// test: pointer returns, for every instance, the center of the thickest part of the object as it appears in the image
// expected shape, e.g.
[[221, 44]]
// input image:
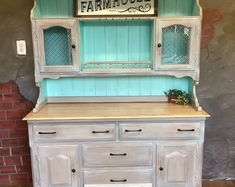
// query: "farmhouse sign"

_Task to complete_: Copy out the material above in full and exactly, but with no pictures.

_Answer section_:
// test: pointer returns, for every instance, the center of the thickest part of the object as it appears in the image
// expected shape, e.g.
[[221, 44]]
// input image:
// query: "farmhouse sign"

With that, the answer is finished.